* _To do_
Count the lines in the material below that contain the string "helmet", matching case exactly, and reply with only the number.
__________
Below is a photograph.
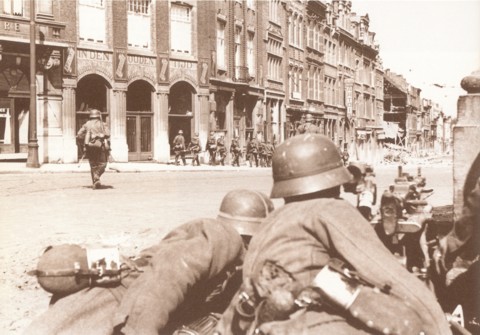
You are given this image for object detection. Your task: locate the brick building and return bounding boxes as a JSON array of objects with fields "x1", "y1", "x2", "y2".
[{"x1": 0, "y1": 0, "x2": 383, "y2": 163}]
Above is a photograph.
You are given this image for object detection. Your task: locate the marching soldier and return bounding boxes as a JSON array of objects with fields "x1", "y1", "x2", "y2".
[
  {"x1": 173, "y1": 129, "x2": 187, "y2": 166},
  {"x1": 25, "y1": 189, "x2": 273, "y2": 335},
  {"x1": 230, "y1": 136, "x2": 242, "y2": 166},
  {"x1": 188, "y1": 133, "x2": 202, "y2": 166},
  {"x1": 247, "y1": 136, "x2": 259, "y2": 167},
  {"x1": 217, "y1": 134, "x2": 451, "y2": 335},
  {"x1": 217, "y1": 135, "x2": 227, "y2": 165},
  {"x1": 205, "y1": 131, "x2": 217, "y2": 165},
  {"x1": 77, "y1": 109, "x2": 110, "y2": 190}
]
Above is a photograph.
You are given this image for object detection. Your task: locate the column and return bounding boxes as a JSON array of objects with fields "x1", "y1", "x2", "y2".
[
  {"x1": 62, "y1": 78, "x2": 78, "y2": 163},
  {"x1": 153, "y1": 86, "x2": 170, "y2": 163},
  {"x1": 454, "y1": 70, "x2": 480, "y2": 219},
  {"x1": 109, "y1": 83, "x2": 128, "y2": 162},
  {"x1": 195, "y1": 88, "x2": 210, "y2": 157}
]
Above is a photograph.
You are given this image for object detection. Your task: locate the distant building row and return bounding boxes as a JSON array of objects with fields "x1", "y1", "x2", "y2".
[{"x1": 0, "y1": 0, "x2": 448, "y2": 163}]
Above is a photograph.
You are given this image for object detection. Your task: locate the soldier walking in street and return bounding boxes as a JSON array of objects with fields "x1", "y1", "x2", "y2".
[
  {"x1": 205, "y1": 131, "x2": 217, "y2": 165},
  {"x1": 217, "y1": 134, "x2": 451, "y2": 335},
  {"x1": 173, "y1": 130, "x2": 187, "y2": 166},
  {"x1": 217, "y1": 135, "x2": 227, "y2": 165},
  {"x1": 247, "y1": 136, "x2": 259, "y2": 167},
  {"x1": 188, "y1": 133, "x2": 202, "y2": 166},
  {"x1": 77, "y1": 109, "x2": 110, "y2": 190},
  {"x1": 230, "y1": 136, "x2": 242, "y2": 167},
  {"x1": 25, "y1": 189, "x2": 274, "y2": 335}
]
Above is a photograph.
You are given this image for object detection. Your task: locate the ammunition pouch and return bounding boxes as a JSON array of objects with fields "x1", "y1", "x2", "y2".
[
  {"x1": 312, "y1": 260, "x2": 422, "y2": 334},
  {"x1": 173, "y1": 313, "x2": 220, "y2": 335}
]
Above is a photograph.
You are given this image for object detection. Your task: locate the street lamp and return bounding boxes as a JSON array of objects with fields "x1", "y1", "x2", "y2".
[{"x1": 27, "y1": 0, "x2": 40, "y2": 168}]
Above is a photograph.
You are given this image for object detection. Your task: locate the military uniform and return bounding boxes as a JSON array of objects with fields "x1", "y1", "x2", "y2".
[
  {"x1": 217, "y1": 134, "x2": 451, "y2": 335},
  {"x1": 188, "y1": 134, "x2": 202, "y2": 166},
  {"x1": 205, "y1": 133, "x2": 217, "y2": 165},
  {"x1": 217, "y1": 136, "x2": 227, "y2": 165},
  {"x1": 173, "y1": 132, "x2": 187, "y2": 165},
  {"x1": 247, "y1": 138, "x2": 259, "y2": 167},
  {"x1": 77, "y1": 110, "x2": 110, "y2": 189},
  {"x1": 25, "y1": 219, "x2": 244, "y2": 335},
  {"x1": 230, "y1": 138, "x2": 242, "y2": 166}
]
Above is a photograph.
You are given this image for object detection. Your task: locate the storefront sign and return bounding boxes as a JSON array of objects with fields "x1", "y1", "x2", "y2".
[{"x1": 77, "y1": 49, "x2": 114, "y2": 80}]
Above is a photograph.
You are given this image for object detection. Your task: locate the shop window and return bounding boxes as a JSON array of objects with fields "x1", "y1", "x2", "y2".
[
  {"x1": 170, "y1": 4, "x2": 192, "y2": 55},
  {"x1": 3, "y1": 0, "x2": 24, "y2": 16},
  {"x1": 247, "y1": 31, "x2": 255, "y2": 77},
  {"x1": 217, "y1": 21, "x2": 226, "y2": 70},
  {"x1": 78, "y1": 0, "x2": 106, "y2": 43},
  {"x1": 128, "y1": 0, "x2": 152, "y2": 48}
]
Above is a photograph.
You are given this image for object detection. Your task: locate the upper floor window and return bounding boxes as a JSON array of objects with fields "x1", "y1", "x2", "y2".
[
  {"x1": 170, "y1": 4, "x2": 192, "y2": 55},
  {"x1": 217, "y1": 20, "x2": 226, "y2": 70},
  {"x1": 78, "y1": 0, "x2": 106, "y2": 43},
  {"x1": 3, "y1": 0, "x2": 24, "y2": 16},
  {"x1": 127, "y1": 0, "x2": 152, "y2": 48},
  {"x1": 268, "y1": 0, "x2": 280, "y2": 23},
  {"x1": 36, "y1": 0, "x2": 53, "y2": 16}
]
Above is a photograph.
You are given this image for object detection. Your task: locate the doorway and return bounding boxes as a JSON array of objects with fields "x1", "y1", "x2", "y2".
[{"x1": 126, "y1": 80, "x2": 153, "y2": 161}]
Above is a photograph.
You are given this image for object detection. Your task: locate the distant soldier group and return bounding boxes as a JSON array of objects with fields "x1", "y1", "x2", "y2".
[{"x1": 26, "y1": 134, "x2": 468, "y2": 335}]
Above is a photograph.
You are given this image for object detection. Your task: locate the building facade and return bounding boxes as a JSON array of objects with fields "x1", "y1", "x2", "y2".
[{"x1": 0, "y1": 0, "x2": 383, "y2": 163}]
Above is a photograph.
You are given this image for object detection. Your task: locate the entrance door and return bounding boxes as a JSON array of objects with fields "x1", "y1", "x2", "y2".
[{"x1": 127, "y1": 113, "x2": 153, "y2": 161}]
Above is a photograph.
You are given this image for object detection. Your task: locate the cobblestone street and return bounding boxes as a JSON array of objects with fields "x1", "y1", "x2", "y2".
[{"x1": 0, "y1": 164, "x2": 452, "y2": 334}]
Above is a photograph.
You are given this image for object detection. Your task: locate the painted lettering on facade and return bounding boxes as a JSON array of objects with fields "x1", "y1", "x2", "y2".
[
  {"x1": 127, "y1": 55, "x2": 155, "y2": 66},
  {"x1": 3, "y1": 22, "x2": 20, "y2": 32},
  {"x1": 77, "y1": 50, "x2": 111, "y2": 62}
]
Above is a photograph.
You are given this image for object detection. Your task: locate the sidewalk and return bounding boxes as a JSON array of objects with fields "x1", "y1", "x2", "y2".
[{"x1": 0, "y1": 162, "x2": 271, "y2": 174}]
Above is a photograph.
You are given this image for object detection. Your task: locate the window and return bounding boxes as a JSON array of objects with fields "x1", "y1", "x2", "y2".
[
  {"x1": 3, "y1": 0, "x2": 23, "y2": 16},
  {"x1": 170, "y1": 4, "x2": 192, "y2": 54},
  {"x1": 268, "y1": 0, "x2": 280, "y2": 23},
  {"x1": 36, "y1": 0, "x2": 53, "y2": 16},
  {"x1": 235, "y1": 26, "x2": 242, "y2": 78},
  {"x1": 127, "y1": 0, "x2": 151, "y2": 48},
  {"x1": 78, "y1": 0, "x2": 106, "y2": 43},
  {"x1": 217, "y1": 21, "x2": 226, "y2": 70},
  {"x1": 247, "y1": 31, "x2": 256, "y2": 77}
]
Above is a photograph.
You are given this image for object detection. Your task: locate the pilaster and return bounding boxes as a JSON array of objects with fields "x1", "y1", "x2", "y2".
[
  {"x1": 153, "y1": 86, "x2": 170, "y2": 163},
  {"x1": 62, "y1": 78, "x2": 78, "y2": 163}
]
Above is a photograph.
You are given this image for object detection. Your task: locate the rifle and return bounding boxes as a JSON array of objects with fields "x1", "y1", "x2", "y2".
[{"x1": 78, "y1": 150, "x2": 87, "y2": 167}]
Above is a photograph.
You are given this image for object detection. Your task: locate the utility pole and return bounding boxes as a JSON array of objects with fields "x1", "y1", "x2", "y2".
[{"x1": 27, "y1": 0, "x2": 40, "y2": 168}]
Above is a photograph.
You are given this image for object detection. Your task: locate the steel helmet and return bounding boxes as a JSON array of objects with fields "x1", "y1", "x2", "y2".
[
  {"x1": 270, "y1": 134, "x2": 352, "y2": 198},
  {"x1": 34, "y1": 244, "x2": 90, "y2": 294},
  {"x1": 217, "y1": 189, "x2": 274, "y2": 236},
  {"x1": 90, "y1": 109, "x2": 102, "y2": 119}
]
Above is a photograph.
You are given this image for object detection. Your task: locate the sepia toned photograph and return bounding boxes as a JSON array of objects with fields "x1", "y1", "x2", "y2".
[{"x1": 0, "y1": 0, "x2": 480, "y2": 335}]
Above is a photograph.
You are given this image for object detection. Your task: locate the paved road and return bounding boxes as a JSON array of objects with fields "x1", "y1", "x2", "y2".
[{"x1": 0, "y1": 166, "x2": 452, "y2": 334}]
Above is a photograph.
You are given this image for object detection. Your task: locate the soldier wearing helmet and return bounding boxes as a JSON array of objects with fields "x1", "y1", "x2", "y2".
[
  {"x1": 25, "y1": 189, "x2": 274, "y2": 335},
  {"x1": 77, "y1": 109, "x2": 110, "y2": 189},
  {"x1": 216, "y1": 134, "x2": 451, "y2": 335},
  {"x1": 188, "y1": 133, "x2": 202, "y2": 166},
  {"x1": 173, "y1": 129, "x2": 187, "y2": 166},
  {"x1": 298, "y1": 114, "x2": 320, "y2": 134},
  {"x1": 205, "y1": 131, "x2": 217, "y2": 165}
]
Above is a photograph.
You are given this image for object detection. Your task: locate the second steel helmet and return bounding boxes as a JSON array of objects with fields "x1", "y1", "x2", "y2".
[
  {"x1": 217, "y1": 189, "x2": 274, "y2": 235},
  {"x1": 90, "y1": 109, "x2": 102, "y2": 119},
  {"x1": 270, "y1": 134, "x2": 352, "y2": 198}
]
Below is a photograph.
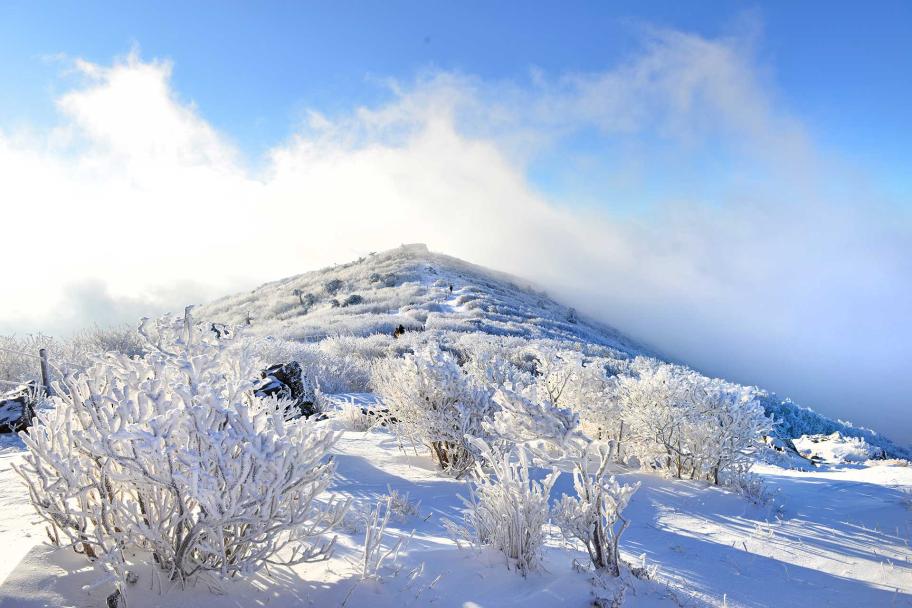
__________
* _Finished exercise_
3